[Records drawn from a dataset]

· · · · ·

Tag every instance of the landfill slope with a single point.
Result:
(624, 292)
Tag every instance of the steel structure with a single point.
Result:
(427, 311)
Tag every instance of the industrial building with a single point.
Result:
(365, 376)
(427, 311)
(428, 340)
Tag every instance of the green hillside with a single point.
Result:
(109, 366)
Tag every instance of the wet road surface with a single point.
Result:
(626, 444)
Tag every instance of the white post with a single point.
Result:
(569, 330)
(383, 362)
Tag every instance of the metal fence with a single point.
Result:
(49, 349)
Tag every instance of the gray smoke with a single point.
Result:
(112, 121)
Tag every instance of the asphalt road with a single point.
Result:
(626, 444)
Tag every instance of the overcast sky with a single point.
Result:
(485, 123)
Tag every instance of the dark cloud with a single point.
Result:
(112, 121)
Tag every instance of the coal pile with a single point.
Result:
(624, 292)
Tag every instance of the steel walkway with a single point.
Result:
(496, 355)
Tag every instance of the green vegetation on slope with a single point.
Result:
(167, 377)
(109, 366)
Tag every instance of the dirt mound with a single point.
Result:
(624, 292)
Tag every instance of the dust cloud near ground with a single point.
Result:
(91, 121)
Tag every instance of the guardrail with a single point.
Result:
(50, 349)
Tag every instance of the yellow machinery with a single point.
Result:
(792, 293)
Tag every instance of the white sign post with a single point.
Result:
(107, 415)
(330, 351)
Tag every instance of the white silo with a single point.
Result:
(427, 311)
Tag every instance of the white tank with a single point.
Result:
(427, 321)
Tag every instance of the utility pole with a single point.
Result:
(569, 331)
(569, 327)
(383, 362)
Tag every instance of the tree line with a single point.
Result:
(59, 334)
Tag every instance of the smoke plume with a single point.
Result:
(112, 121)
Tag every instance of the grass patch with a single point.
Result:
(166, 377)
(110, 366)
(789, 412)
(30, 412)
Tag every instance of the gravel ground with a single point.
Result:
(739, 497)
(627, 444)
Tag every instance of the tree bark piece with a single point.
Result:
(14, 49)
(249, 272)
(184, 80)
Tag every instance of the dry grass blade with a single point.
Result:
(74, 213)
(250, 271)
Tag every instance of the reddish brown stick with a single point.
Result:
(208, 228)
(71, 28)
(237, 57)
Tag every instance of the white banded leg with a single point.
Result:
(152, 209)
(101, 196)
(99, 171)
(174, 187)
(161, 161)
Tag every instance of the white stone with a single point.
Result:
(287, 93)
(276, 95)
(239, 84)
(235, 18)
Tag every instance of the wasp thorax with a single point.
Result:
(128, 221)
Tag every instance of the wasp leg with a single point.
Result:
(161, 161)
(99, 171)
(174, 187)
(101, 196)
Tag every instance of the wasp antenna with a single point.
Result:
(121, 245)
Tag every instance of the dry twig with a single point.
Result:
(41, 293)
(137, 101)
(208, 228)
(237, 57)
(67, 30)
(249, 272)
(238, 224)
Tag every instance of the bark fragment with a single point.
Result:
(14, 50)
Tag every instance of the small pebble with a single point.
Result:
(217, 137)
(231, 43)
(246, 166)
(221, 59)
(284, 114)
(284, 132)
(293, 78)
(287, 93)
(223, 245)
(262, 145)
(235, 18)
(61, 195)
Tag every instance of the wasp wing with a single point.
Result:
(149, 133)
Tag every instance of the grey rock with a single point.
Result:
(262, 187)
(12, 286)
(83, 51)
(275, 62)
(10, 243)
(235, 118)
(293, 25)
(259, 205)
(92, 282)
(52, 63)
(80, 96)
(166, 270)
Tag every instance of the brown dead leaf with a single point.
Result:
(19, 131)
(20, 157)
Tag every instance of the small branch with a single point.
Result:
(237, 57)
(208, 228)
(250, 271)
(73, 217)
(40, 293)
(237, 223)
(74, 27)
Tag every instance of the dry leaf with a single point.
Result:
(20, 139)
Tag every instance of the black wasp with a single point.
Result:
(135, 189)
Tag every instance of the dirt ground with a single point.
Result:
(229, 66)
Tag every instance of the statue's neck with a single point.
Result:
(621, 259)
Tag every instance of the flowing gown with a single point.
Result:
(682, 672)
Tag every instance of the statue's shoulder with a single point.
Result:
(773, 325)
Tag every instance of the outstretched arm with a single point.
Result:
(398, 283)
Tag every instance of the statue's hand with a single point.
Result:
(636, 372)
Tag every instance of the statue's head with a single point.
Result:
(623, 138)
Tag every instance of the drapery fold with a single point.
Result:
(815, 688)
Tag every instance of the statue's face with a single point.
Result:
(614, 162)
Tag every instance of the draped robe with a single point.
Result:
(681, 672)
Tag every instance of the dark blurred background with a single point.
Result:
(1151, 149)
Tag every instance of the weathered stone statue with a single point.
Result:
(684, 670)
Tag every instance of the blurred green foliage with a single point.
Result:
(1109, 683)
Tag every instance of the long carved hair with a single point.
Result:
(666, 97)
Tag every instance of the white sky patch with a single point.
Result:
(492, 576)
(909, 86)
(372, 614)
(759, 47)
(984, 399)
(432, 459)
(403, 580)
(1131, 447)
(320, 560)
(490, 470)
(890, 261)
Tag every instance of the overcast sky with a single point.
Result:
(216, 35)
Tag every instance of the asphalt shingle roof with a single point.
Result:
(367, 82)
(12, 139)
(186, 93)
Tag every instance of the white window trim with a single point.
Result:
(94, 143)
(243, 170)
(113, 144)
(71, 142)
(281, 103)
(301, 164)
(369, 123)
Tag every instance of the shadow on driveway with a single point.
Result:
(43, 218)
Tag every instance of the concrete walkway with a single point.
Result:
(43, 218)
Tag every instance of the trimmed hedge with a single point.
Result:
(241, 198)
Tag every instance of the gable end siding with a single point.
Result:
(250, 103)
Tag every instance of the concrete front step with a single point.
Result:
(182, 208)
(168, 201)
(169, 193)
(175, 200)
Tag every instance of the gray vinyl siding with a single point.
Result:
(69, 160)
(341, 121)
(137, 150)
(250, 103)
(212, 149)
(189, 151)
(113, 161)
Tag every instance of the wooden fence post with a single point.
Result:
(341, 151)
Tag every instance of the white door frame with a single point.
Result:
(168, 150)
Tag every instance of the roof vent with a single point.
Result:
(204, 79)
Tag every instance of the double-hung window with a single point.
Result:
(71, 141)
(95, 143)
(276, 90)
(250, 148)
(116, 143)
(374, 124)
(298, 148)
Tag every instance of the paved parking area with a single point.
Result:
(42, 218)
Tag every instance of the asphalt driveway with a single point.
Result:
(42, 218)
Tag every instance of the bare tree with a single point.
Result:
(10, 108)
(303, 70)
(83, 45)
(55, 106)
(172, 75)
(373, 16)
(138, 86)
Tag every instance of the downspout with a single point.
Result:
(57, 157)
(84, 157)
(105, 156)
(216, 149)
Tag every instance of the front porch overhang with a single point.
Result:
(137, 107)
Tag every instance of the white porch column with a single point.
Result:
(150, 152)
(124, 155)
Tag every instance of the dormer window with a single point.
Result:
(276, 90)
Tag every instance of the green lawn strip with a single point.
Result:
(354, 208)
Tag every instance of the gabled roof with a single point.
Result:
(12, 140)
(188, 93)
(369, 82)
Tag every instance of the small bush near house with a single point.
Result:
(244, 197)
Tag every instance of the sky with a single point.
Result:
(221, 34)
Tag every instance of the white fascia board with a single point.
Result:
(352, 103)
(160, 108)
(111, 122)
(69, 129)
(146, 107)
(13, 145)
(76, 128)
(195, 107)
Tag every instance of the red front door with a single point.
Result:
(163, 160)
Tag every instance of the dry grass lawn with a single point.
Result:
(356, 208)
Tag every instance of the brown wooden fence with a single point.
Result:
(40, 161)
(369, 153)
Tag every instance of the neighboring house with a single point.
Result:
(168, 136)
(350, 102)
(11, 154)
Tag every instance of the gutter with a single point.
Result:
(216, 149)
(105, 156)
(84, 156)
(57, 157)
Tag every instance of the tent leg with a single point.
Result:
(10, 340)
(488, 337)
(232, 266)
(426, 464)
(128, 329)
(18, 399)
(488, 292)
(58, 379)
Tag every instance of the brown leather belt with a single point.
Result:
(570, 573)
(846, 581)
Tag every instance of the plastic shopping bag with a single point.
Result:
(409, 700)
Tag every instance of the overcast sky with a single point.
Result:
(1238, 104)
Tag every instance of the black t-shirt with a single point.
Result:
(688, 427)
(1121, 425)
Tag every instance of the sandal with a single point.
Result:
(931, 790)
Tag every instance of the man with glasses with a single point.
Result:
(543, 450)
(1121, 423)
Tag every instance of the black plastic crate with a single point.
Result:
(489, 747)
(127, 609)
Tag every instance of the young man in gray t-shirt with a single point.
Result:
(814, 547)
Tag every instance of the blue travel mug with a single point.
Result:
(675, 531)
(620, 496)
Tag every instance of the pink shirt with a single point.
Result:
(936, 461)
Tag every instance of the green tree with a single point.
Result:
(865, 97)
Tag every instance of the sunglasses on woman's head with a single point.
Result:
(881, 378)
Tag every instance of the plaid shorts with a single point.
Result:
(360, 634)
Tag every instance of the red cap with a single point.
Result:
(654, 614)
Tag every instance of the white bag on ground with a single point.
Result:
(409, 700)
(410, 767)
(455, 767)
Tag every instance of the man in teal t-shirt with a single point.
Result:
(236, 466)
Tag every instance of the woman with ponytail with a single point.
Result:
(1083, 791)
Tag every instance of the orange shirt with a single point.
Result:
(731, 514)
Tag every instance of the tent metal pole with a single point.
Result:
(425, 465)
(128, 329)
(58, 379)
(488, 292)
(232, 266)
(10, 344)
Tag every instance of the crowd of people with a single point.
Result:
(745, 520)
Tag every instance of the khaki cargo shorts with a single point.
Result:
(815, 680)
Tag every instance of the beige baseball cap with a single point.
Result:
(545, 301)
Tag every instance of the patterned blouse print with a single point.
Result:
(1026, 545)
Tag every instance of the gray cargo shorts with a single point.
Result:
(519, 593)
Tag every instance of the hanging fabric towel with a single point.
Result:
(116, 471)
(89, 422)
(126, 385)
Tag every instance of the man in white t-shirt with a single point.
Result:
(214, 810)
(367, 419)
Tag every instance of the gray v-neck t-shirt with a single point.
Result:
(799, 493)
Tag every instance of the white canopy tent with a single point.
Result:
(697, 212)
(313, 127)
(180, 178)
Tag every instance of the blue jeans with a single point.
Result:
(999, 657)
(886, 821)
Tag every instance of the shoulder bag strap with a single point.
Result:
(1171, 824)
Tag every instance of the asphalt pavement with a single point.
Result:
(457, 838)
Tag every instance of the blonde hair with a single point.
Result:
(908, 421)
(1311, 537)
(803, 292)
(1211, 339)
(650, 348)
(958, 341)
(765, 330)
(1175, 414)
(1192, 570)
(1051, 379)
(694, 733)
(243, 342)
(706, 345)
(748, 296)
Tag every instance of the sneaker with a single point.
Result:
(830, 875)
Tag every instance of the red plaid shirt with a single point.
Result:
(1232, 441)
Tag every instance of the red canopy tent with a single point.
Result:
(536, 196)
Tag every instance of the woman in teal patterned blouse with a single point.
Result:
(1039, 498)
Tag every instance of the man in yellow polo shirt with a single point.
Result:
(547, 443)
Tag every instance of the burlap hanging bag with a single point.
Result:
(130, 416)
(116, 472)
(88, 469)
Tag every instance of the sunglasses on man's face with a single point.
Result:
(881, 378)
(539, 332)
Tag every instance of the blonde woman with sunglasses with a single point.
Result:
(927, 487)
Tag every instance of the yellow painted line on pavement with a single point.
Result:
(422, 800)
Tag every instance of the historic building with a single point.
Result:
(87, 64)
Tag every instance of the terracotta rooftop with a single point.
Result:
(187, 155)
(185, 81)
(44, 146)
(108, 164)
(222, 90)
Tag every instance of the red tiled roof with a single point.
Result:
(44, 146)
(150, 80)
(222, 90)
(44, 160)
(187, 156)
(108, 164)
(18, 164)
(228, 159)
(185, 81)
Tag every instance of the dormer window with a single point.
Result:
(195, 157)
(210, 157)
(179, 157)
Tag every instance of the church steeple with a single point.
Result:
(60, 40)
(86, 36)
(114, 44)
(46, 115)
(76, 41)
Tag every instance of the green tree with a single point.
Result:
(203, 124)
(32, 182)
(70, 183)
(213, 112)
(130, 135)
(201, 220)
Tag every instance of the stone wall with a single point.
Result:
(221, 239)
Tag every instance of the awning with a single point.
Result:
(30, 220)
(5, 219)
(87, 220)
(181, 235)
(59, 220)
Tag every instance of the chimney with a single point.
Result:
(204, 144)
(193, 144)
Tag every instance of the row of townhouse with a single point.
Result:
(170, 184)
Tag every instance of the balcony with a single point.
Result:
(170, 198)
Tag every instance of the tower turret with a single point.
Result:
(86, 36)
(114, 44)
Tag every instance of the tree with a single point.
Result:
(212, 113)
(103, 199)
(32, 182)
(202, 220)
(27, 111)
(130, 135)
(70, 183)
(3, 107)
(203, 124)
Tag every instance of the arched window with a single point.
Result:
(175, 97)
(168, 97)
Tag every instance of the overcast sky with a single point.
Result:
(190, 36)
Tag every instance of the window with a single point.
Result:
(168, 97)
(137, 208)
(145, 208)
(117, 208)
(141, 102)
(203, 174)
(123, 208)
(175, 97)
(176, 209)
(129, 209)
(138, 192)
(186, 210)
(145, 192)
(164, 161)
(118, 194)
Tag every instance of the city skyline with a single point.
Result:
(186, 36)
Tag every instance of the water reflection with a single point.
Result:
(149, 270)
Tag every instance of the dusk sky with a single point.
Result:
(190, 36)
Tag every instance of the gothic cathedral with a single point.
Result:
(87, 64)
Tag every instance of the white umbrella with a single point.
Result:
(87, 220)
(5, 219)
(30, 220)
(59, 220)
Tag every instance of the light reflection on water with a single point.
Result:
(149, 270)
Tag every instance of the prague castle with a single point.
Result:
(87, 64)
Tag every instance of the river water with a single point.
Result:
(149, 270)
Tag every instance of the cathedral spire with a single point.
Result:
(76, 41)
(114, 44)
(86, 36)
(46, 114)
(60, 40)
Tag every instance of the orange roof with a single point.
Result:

· · · · ·

- Exercise directions: Filter the entries down to the lines that include the string "woman".

- Response for this exercise:
Tag every instance of the sunglasses on woman's head with a single point.
Tag every instance of the woman with ponytail with a single point.
Tag every instance of the woman in teal patterned blouse with a single point.
Tag every instance of the blonde woman with sunglasses with a single point.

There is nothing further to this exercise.